WHAT TO DO: Your answer should be the records, restated word for word.

----- DATA -----

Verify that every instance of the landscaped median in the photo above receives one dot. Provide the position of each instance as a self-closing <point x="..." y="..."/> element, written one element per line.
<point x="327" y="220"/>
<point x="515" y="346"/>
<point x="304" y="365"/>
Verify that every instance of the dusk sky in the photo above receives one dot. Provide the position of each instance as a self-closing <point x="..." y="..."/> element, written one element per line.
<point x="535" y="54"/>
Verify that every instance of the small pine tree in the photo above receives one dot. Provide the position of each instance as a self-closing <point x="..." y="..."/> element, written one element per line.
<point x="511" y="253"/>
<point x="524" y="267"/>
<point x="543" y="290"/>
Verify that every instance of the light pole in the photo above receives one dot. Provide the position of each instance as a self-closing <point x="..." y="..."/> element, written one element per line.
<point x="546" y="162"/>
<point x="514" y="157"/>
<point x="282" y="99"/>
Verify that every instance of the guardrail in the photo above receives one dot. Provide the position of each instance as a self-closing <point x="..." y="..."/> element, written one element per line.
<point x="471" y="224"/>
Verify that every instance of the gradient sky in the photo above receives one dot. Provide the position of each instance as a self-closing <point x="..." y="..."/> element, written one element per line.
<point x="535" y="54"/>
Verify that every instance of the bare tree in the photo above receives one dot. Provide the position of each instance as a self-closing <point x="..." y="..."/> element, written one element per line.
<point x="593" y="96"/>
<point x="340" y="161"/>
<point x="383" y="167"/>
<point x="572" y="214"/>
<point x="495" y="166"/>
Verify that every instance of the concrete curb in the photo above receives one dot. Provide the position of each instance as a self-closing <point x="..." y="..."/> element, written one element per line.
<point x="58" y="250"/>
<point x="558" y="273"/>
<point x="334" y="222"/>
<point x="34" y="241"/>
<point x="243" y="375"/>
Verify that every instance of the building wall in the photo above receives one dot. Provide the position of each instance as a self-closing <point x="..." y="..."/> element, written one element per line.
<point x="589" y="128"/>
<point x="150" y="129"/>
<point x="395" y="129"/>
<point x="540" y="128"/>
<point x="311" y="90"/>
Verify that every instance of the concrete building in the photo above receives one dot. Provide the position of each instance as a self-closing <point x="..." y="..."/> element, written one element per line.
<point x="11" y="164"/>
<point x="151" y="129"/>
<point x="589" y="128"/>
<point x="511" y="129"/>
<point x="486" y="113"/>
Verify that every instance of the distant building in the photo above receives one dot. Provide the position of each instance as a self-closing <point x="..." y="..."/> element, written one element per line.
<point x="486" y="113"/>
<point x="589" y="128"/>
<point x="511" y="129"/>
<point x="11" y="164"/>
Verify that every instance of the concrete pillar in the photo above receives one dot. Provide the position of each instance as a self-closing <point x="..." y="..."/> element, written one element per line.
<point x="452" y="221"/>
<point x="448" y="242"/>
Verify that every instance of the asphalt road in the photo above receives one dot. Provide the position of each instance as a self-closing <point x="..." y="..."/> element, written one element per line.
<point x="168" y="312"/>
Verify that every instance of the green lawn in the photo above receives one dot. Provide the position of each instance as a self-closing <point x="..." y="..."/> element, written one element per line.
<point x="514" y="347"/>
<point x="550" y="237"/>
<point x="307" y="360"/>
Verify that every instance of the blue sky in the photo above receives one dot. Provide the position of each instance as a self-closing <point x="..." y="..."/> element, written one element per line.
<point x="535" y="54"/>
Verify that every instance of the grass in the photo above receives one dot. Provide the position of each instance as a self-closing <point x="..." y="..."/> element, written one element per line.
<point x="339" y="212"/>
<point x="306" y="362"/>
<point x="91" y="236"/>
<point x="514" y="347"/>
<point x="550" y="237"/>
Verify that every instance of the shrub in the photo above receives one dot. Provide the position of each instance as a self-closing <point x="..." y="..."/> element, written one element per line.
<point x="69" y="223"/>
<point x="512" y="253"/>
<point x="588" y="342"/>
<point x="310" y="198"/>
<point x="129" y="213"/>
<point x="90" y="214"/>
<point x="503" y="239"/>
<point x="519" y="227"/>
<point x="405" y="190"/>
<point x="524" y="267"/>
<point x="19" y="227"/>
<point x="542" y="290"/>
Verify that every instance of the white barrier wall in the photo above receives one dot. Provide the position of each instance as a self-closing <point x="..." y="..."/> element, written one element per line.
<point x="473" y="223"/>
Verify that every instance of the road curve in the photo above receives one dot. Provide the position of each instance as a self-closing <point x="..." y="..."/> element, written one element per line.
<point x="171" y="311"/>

-----

RESPONSE AREA:
Verify that every instance of the landscaped median in the photo above receives one dot. Provide the position of each instance as a self-closing <point x="..." y="..."/> element, written one element per line.
<point x="327" y="220"/>
<point x="515" y="346"/>
<point x="304" y="365"/>
Verify that every instance of the dusk sky in the photo above receives one dot. Provide the position of each instance as a self-closing <point x="..." y="..."/> element, written one element per line.
<point x="535" y="54"/>
Verify that every instance of the small pine tree in the photo above receives one dot. Provide the position of each instance as a self-closing <point x="..." y="..."/> element, written one element per line.
<point x="511" y="253"/>
<point x="524" y="267"/>
<point x="543" y="290"/>
Verify that every instance of the light pole in the photo above receives one dot. Provide the position of each instance as a self-closing <point x="..." y="..."/> element, written one element per line.
<point x="546" y="162"/>
<point x="514" y="157"/>
<point x="282" y="99"/>
Verify that every instance of the guardrail in the photo above receives one dot. Provide the position of each instance as a self-closing <point x="..." y="..."/> element, written one element per line.
<point x="471" y="224"/>
Verify that every instance of the gradient sky in the photo above receives one dot. Provide the position of each instance as a self-closing <point x="..." y="..."/> element, written one element per line.
<point x="535" y="54"/>
Verify that every instance of the bare tree in the photo above receives one dot. Provide the position of each instance as a self-closing <point x="..." y="..."/> element, written one element per line.
<point x="593" y="96"/>
<point x="340" y="161"/>
<point x="383" y="167"/>
<point x="572" y="214"/>
<point x="495" y="166"/>
Verify that every instance of the concrete curb in the photo above receives one dot. Provide the position of each instance as a self-closing <point x="..." y="..."/> element, written one element per line.
<point x="58" y="250"/>
<point x="558" y="273"/>
<point x="334" y="222"/>
<point x="34" y="241"/>
<point x="243" y="375"/>
Verify that every instance of the building wall in the photo above receives one dot. Provide the position of each instance as a self-closing <point x="..." y="..."/> element, written one element per line.
<point x="589" y="128"/>
<point x="150" y="129"/>
<point x="395" y="129"/>
<point x="540" y="128"/>
<point x="311" y="90"/>
Verify that every instance of the concrete building in the photo above receives one dot. Provide the position of each instance as a self-closing <point x="..." y="..."/> element, written one element per line.
<point x="11" y="164"/>
<point x="151" y="129"/>
<point x="589" y="128"/>
<point x="511" y="129"/>
<point x="486" y="113"/>
Verify that every instance of the distant building in the photo above receives one dot. Provide the position of each instance as a self-closing <point x="..." y="..."/> element, written one element per line.
<point x="486" y="113"/>
<point x="589" y="128"/>
<point x="511" y="129"/>
<point x="11" y="164"/>
Verify that every instance of the concrete pillar in the photo above receives one dot. Provide the position of each instance as a self-closing <point x="..." y="..."/> element, written one element per line.
<point x="452" y="221"/>
<point x="448" y="242"/>
Verify that every instance of the asphalt road in the photo above receives one dot. Provide the position of each instance as a self-closing <point x="..." y="..."/> element, written one element per line.
<point x="168" y="312"/>
Verify that every instance of the green lawn in the photo above receives one dot. Provide the position of each instance as a self-closing <point x="..." y="..."/> element, written one element per line.
<point x="514" y="347"/>
<point x="550" y="237"/>
<point x="307" y="360"/>
Verify that every instance of the blue sky in the photo above receives one dot. Provide the position of each instance as a self-closing <point x="..." y="..."/> element, written one element per line.
<point x="535" y="54"/>
Verify that every instance of the grass in the photo above receives one dot. Provide the position of each instance as a self-closing <point x="..." y="..."/> element, written one element per line.
<point x="339" y="212"/>
<point x="306" y="362"/>
<point x="91" y="236"/>
<point x="514" y="347"/>
<point x="550" y="237"/>
Verify that every instance of the shrub in the photo above receives one dot. Provide the position of each instance as a self-closing <point x="..." y="..."/> element, written one element per line.
<point x="69" y="223"/>
<point x="512" y="253"/>
<point x="588" y="342"/>
<point x="310" y="198"/>
<point x="129" y="213"/>
<point x="90" y="214"/>
<point x="503" y="239"/>
<point x="519" y="227"/>
<point x="405" y="190"/>
<point x="524" y="267"/>
<point x="19" y="227"/>
<point x="542" y="290"/>
Verify that every instance of the white barrier wall in the photo above receives one dot. Provide the position of each instance as a self-closing <point x="..." y="..."/> element, written one element per line.
<point x="473" y="223"/>
Verify that every instance of the road curve in the photo above receives one dot. Provide the position of each instance as a self-closing <point x="..." y="..."/> element, written one element per line.
<point x="171" y="311"/>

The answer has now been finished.